- _Provided passage_
◆ ◆ ◆ ◆ ◆ ◆ ◆
Edi is my car (turqoise dodge shadow... yeah they don't make those anymore)... I recently replaced the radiator, in the past I replaced the computer, and now the air conditioning has decided to fail me! He is a good car... but he is dieing and I am merely keeping him on life support till I decide to buy a new car.
I went to church this morning and then came home... and now I am sitting at my computer with an entire day ahead of me, with nary a plan in store for the day... that is what stinks about living in Tempe when all your friends live in Phoenix: a half hour drive and 25 miles of gas and no air conditioning away. In about 5 months I am hoping to live out in Phoenix, close to my friends and church and then, hopefully, my social life will pick up!
◆ ◆ ◆ ◆ ◆ ◆ ◆
- _Dataset_
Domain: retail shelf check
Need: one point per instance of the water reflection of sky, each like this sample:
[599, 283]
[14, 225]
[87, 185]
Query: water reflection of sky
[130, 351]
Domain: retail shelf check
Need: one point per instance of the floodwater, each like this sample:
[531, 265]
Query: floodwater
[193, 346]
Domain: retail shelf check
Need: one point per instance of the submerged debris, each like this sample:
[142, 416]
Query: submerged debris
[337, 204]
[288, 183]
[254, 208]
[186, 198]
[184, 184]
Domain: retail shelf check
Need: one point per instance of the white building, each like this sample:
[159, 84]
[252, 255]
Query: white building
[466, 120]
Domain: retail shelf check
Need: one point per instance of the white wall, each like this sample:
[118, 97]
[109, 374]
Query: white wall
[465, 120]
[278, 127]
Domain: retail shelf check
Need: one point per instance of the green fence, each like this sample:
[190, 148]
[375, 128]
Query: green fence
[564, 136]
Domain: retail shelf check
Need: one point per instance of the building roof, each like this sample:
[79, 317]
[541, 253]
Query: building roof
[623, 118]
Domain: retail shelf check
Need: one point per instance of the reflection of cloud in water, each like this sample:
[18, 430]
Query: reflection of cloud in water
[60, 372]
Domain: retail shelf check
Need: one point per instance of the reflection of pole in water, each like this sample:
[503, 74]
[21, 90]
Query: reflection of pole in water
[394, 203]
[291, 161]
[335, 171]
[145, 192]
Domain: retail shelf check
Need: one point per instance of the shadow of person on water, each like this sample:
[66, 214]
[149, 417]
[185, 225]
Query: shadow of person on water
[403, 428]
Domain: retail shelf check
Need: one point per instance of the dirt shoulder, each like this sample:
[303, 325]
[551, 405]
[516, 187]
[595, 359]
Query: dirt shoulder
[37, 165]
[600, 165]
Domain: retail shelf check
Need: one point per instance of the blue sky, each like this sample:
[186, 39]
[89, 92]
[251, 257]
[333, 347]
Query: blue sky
◆ ◆ ◆ ◆ ◆ ◆ ◆
- _What to work on_
(A) Check each statement against the post about Edi. Answer yes or no, and quote the words that settle it: (i) The radiator in Edi was replaced recently. (ii) The writer already lives in Phoenix. (iii) The writer went to church this morning.
(B) Please return the stretch of the post about Edi between "Edi is my car" and "buy a new car.", inclusive, copied word for word.

- _Exercise answers_
(A)
(i) Yes: "I recently replaced the radiator"
(ii) No: "In about 5 months I am hoping to live out in Phoenix"
(iii) Yes: "I went to church this morning"

(B)
Edi is my car (turqoise dodge shadow... yeah they don't make those anymore)... I recently replaced the radiator, in the past I replaced the computer, and now the air conditioning has decided to fail me! He is a good car... but he is dieing and I am merely keeping him on life support till I decide to buy a new car.